# [Trecho fornecido]
Cota máxima é atingida na Barragem Norte e ameaça aldeias Xokleng do entorno. Foto: reprodução/vídeo comunidade Xokleng

Em uma lambança protagonizada pelo governo de Santa Catarina, uma comporta da Barragem Norte, localizada na Terra Indígena Ibirama La Klanõ, do povo Xokleng, no município de José Boiteux, não pode ser aberta neste domingo (15) porque emperrou, confirmando aquilo que havia sido denunciado pelos indígenas a respeito da falta de manutenção da estrutura

Com a dificuldade apresentada durante a manobra, uma das duas comportas da barragem de José Boiteux, a maior de Santa Catarina, ficará fechada por tempo indeterminado. Será preciso consertar o sistema hidráulico de controle, mas será preciso esperar a água baixar para uma avaliação minuciosa e a realização do serviço, informa a Secretaria Estadual de Proteção e Defesa Civil.

No dia 5 de outubro, a própria Defesa Civil descartou a possibilidade de operar a barragem por falta de segurança. Três dias depois, o governo mudou de ideia e fechou as comportas à força, sem ter completado as tratativas com o povo Xokleng. Questionado pelo jornal NSC Total sobre a alteração nos planos, o governador Jorginho Mello disse no dia 8 deste mês que “tudo que abre, fecha”.

Para as lideranças Xokleng, trata-se de uma irresponsabilidade do governo com a vida dos indígenas sobretudo pelo fato de que não houve uma negativa do povo em aceitar o fechamento das comportas, mas apenas a reivindicação de que as legislações e regras vigentes para barragens sejam cumpridas, bem como as mitigações adequadas às aldeias afetadas.

Para Cleber Buzatto, do Conselho Indigenista Missionário (Cimi) Regional Sul, o episódio é uma “forma de um revide (do governo de SC) à derrota sofrida no STF (Supremo Tribunal Federal), referente à inconstitucionalidade do marco temporal, culpando os Xokleng pelas enchentes nas cidades do Vale do Itajaí”. O Cimi denuncia desde a década de 1990 os problemas da Barragem Norte e os impactos dela na vida dos Xokleng.

Barragem atingiu a cota

Segundo nota divulgada pela Defesa Civil catarinense, a barragem atingiu a cota de 96,5% de armazenamento de água, faltando apenas um metro na manhã deste domingo para atingir o vertedouro. Mesmo descumprindo acordo com os Xokleng, e levando novamente a Polícia Militar (PM) para a Terra Indígena, funcionários da Defesa Civil não foram impedidos de tentar realizar o trabalho

A ação de fechamento da barragem represa parte da água do rio Itajaí-Açu, minimizando os alagamentos em Blumenau, principal cidade da região do Vale do Itajaí, que decretou estado de emergência. No entanto, joga a pressão das águas e suas inundações para a comunidade indígena.

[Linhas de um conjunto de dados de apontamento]
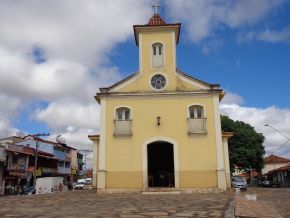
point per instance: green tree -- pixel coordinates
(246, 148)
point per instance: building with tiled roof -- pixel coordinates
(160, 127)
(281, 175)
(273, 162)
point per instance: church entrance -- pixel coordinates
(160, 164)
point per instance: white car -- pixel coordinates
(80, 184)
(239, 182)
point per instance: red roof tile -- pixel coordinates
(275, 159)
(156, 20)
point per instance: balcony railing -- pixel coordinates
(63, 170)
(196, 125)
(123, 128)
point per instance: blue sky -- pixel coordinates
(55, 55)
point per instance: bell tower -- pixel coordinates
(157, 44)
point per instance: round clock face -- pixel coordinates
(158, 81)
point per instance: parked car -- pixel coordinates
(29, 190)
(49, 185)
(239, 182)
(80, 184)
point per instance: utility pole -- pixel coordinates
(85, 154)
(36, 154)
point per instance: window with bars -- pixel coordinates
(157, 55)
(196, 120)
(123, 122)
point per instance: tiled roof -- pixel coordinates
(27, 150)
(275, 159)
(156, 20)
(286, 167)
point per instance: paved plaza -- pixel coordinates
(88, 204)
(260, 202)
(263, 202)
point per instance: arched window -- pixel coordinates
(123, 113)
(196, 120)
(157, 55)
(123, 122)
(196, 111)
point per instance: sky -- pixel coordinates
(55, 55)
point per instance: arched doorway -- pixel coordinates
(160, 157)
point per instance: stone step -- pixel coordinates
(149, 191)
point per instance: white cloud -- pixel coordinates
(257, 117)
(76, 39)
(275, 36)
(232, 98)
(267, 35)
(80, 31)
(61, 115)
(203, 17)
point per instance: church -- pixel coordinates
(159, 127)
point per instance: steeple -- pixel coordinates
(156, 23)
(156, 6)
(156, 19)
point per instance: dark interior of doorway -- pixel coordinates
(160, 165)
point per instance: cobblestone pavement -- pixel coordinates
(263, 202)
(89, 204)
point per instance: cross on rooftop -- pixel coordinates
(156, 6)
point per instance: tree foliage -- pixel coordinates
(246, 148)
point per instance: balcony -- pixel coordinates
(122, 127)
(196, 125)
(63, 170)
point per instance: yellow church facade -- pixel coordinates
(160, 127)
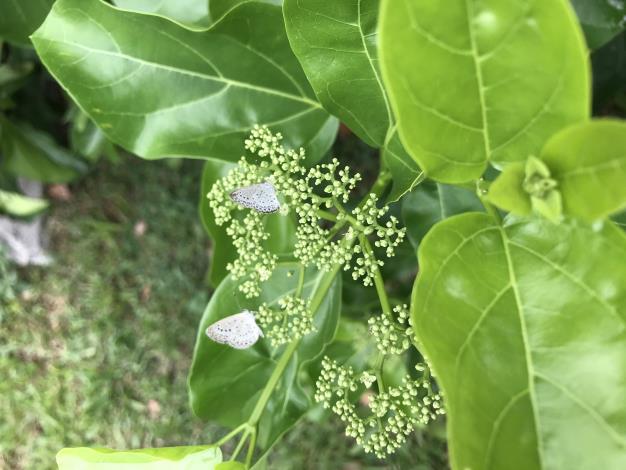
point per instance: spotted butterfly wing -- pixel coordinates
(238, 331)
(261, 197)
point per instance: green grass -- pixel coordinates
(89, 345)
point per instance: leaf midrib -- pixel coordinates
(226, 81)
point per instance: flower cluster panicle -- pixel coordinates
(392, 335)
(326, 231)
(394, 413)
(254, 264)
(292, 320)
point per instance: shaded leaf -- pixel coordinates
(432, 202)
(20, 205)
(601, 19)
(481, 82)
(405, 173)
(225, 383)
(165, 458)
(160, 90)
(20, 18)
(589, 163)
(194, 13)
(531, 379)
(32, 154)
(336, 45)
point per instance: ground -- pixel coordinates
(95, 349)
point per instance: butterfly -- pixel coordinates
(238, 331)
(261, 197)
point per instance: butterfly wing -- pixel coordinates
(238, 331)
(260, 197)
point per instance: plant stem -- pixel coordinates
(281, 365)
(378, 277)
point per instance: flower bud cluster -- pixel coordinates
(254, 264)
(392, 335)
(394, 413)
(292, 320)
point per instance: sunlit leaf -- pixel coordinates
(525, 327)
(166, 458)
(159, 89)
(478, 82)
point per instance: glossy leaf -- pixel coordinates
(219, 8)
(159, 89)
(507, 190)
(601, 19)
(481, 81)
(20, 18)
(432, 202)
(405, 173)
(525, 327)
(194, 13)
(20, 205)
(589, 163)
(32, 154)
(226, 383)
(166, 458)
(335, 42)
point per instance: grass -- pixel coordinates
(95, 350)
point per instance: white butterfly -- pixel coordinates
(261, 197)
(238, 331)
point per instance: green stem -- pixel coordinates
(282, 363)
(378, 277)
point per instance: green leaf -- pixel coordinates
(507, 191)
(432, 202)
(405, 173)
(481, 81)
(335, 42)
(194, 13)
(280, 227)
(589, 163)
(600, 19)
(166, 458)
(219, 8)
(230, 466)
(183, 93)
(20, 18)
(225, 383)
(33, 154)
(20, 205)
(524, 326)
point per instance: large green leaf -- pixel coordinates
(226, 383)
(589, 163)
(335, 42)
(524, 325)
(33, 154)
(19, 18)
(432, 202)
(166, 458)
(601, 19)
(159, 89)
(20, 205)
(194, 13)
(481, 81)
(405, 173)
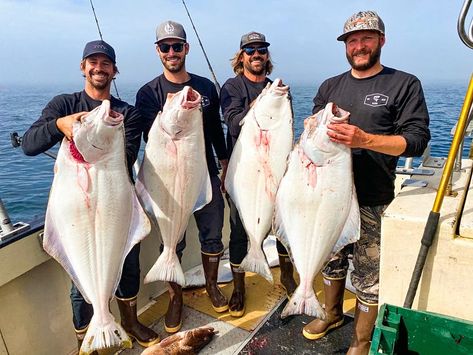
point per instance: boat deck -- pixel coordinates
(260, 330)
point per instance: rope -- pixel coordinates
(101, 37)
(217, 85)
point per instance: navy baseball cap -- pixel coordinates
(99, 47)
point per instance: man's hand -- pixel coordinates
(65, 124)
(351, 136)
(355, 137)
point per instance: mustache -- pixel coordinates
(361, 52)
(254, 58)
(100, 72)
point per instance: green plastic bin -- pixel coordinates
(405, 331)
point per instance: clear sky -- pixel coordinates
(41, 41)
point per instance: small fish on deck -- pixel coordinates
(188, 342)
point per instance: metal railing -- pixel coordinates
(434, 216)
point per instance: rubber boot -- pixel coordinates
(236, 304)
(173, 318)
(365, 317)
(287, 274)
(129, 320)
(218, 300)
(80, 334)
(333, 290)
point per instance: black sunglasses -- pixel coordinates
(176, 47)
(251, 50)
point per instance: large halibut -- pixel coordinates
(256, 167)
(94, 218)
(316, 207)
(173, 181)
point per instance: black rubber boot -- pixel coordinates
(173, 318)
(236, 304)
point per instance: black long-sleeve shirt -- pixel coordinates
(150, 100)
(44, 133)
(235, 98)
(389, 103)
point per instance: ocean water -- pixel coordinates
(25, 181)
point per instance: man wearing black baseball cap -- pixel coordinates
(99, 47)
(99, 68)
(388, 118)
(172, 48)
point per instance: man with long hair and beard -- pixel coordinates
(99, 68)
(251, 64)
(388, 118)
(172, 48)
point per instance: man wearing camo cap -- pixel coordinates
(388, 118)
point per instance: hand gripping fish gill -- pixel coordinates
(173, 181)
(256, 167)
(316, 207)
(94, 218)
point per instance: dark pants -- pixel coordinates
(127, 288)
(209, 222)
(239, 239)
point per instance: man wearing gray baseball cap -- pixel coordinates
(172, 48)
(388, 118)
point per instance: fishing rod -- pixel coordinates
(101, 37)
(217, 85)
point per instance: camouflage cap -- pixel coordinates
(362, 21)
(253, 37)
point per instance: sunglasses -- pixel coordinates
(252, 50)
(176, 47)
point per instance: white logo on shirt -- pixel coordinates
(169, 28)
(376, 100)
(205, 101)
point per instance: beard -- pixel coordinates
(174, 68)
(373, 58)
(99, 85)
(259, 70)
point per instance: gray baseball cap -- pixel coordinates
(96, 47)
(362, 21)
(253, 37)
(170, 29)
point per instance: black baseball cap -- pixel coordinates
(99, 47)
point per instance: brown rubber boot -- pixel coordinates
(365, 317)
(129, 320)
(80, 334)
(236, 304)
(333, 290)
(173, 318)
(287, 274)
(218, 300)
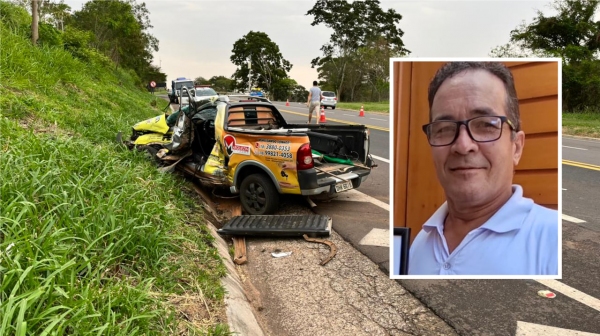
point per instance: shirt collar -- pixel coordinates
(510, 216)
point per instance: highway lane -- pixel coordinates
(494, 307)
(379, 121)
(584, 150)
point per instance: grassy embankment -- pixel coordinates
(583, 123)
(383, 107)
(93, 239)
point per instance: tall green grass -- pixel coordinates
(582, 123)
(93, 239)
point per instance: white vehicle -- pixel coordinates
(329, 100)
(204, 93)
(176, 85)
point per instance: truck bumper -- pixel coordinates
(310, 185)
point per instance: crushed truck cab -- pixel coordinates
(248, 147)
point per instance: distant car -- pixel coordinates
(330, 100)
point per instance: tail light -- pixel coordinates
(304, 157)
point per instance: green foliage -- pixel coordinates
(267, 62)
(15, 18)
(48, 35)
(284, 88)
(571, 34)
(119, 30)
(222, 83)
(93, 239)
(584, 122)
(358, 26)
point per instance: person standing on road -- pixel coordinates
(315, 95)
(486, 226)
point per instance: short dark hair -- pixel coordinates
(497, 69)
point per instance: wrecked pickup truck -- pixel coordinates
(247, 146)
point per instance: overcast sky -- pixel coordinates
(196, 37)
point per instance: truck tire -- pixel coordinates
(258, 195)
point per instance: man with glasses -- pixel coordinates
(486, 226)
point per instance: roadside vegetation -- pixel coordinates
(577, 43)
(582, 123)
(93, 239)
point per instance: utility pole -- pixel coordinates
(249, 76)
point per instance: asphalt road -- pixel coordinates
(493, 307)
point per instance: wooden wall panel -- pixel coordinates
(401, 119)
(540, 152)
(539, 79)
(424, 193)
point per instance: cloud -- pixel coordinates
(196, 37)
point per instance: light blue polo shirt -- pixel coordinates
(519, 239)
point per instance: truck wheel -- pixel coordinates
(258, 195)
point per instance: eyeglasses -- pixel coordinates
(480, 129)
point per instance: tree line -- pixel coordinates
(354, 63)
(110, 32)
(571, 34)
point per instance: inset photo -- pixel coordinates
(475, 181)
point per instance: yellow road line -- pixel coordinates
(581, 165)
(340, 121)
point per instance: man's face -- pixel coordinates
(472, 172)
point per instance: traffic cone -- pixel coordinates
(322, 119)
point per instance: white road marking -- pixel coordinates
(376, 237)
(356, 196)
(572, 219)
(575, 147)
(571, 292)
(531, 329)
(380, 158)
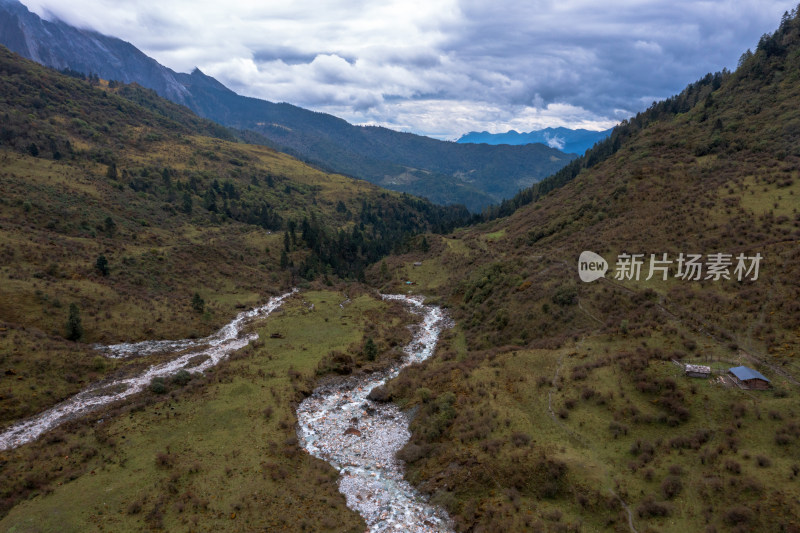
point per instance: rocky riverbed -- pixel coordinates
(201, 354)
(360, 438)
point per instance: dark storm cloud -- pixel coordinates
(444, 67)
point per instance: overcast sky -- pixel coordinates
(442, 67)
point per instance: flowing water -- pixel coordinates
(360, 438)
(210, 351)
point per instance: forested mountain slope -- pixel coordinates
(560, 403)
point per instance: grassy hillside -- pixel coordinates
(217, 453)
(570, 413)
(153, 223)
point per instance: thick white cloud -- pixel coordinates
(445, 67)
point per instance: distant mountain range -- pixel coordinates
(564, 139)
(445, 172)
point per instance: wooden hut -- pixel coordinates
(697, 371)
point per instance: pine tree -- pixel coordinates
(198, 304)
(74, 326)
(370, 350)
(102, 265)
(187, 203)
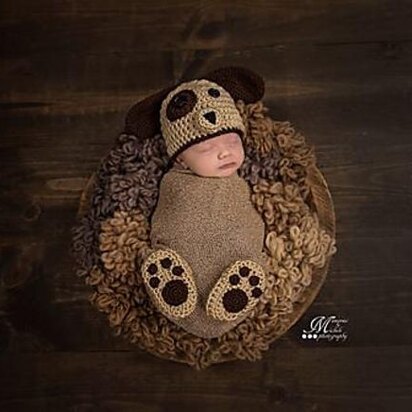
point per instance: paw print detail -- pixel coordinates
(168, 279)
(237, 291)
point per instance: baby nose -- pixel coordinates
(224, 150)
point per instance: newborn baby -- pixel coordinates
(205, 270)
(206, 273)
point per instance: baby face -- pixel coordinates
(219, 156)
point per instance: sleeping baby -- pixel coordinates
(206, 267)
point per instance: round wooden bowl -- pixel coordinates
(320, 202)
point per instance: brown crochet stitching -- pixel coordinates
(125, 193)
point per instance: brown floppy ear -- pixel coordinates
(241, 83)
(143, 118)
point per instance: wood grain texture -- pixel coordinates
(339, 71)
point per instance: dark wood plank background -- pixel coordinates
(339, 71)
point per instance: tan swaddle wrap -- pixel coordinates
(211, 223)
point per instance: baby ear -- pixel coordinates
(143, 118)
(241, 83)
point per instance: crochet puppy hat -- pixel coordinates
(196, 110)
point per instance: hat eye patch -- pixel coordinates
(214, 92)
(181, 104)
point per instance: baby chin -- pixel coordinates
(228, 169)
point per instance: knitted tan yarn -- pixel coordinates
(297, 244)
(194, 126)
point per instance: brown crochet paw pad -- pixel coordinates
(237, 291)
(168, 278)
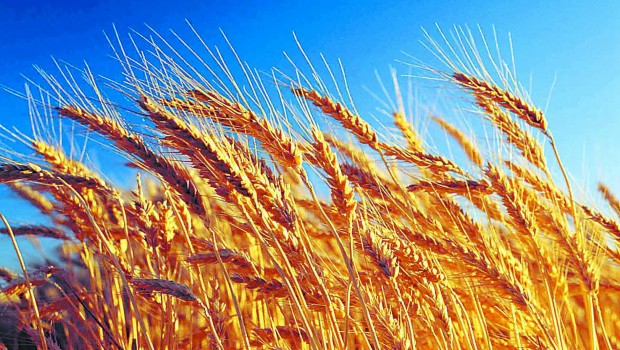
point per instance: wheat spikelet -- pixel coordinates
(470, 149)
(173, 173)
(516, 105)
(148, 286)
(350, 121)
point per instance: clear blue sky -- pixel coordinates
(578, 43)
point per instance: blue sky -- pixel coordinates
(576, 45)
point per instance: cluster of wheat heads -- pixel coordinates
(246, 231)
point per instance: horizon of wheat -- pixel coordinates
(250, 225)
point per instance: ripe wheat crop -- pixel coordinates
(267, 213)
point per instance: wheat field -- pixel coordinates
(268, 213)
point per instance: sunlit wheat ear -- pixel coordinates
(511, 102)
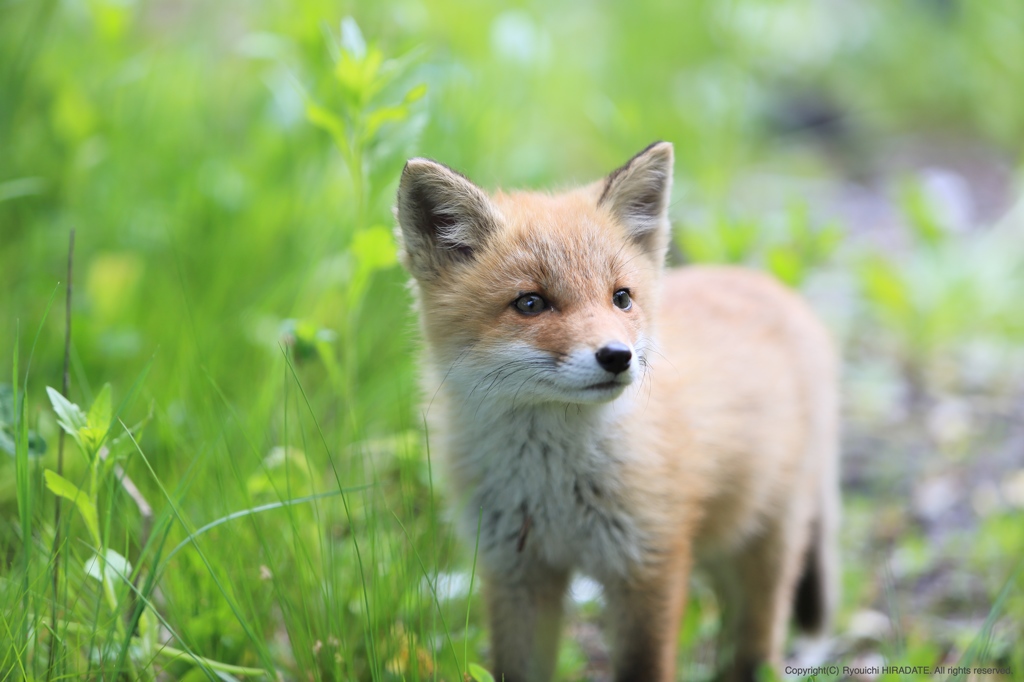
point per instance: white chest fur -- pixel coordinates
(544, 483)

# [Tarefas e exercícios]
(a) Indique se cada afirmação abaixo está de acordo com o texto sobre a Barragem Norte, respondendo sim ou não e citando as palavras do texto que decidem a questão.
(i) A barragem de José Boiteux é a maior de Santa Catarina.
(ii) O povo Xokleng se recusou a aceitar o fechamento das comportas.
(iii) Blumenau decretou estado de emergência.
(b) Responda às perguntas a seguir com base no texto sobre a Barragem Norte.
(i) Em que município fica a Barragem Norte?
(ii) Em que dia a Defesa Civil descartou a possibilidade de operar a barragem?
(iii) Que cota de armazenamento de água a barragem atingiu, segundo a Defesa Civil?
(c) Repita o trecho do texto sobre a Barragem Norte que vai de "A ação de fechamento" até "a comunidade indígena.".
Os dados não são necessários para resolver as tarefas.

# [Respostas às tarefas]
(a)
(i) Sim: "a maior de Santa Catarina".
(ii) Não: "não houve uma negativa do povo em aceitar o fechamento das comportas".
(iii) Sim: "que decretou estado de emergência".

(b)
(i) José Boiteux.
(ii) 5 de outubro.
(iii) 96,5%.

(c)
A ação de fechamento da barragem represa parte da água do rio Itajaí-Açu, minimizando os alagamentos em Blumenau, principal cidade da região do Vale do Itajaí, que decretou estado de emergência. No entanto, joga a pressão das águas e suas inundações para a comunidade indígena.